> [元の記事]:
****

元看護助手の西山美香さんに再審無罪を言い渡した31日の大津地裁判決は、事件性を示す証拠は存在しないし、自白も刑事による誘導だったと強く示唆した。
西山さんを有罪とした確定判決で認定された死因は「人工呼吸器が外れ、酸素供給が途絶したことによる急性心停止」だった。
この点、再審判決は、死因を判断した根拠とされる司法解剖の鑑定書の信用性を疑問視し、「別の疾患で死亡した可能性が排斥されない」と判断した。
その上で、患者が死亡した当時、患者の血液濃度の数値が異常だったことや、遺体の気管から大量のたんが見つかった点を挙げ、「致死性不整脈やたん詰まりによる窒息死の可能性がある」と指摘。誰かがチューブを故意に外したとの事件性を示す証拠も存在しないとした。
西山さんの自白をめぐっては、信用性や任意性を明確に否定した。
弁護団はこれまで、「西山さんは迎合しやすい『供述弱者』で自白は虚偽。恋心を抱いた刑事に利用された」などと再三指摘してきた。
大西直樹裁判長はこうした西山さんの特性に強く着目。例えば、死亡直前に顔面が動かなかったはずの患者が「目や口を動かしていた」とした西山さんの自白について、状況証拠などと照らし合わせて「客観証拠と矛盾する」と指摘するなどし、西山さんの自白について「捜査員に誘導された疑いがある」と信用性を認めなかった。
逮捕前、厳しい取り調べに耐えかね、虚偽の自白をした西山さんは、態度を軟化させた担当刑事に恋心を抱いたという。再審判決は、この刑事が女性警官を室外に待機させ、取調室で西山さんと2人きりの状態をつくるなどした点を、「西山さんの恋愛感情を認識し、これを利用して供述をコントロールしようとの意図があった」と指弾。警察の思い描くストーリーに沿うように「自白を引き出した意図が強く推認される」とし、自白の任意性も否定した。

****

> [渡すデータ]:
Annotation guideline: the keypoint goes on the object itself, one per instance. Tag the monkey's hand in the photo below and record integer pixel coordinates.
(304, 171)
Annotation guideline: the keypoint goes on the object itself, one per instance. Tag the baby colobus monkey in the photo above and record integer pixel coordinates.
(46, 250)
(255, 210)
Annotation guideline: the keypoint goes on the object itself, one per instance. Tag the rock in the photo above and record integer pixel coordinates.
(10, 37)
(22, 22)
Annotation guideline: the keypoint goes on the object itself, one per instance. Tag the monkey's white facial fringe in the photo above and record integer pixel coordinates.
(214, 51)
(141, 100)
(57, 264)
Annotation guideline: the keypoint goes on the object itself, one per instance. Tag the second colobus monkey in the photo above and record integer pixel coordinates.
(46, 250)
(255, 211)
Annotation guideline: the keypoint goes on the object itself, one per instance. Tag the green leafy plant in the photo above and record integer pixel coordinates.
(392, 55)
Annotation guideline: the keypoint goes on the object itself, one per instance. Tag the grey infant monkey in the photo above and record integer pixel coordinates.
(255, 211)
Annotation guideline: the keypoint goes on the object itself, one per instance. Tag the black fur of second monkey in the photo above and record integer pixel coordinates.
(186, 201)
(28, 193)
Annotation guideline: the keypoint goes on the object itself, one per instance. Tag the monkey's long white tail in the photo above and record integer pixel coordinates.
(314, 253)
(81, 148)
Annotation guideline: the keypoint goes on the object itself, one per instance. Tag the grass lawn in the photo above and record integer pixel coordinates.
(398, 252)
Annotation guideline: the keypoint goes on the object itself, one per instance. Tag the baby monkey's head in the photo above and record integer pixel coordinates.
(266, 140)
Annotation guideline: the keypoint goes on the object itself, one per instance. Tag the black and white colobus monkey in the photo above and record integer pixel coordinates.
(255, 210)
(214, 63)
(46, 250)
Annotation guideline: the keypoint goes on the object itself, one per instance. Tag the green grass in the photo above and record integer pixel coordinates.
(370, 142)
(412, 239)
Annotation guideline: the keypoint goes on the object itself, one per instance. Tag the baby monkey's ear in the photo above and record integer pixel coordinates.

****

> [やること]: 記事によると、西山さんを有罪とした確定判決では、患者の死因は何だとされていましたか。

> [答え]: 人工呼吸器が外れ、酸素供給が途絶したことによる急性心停止です。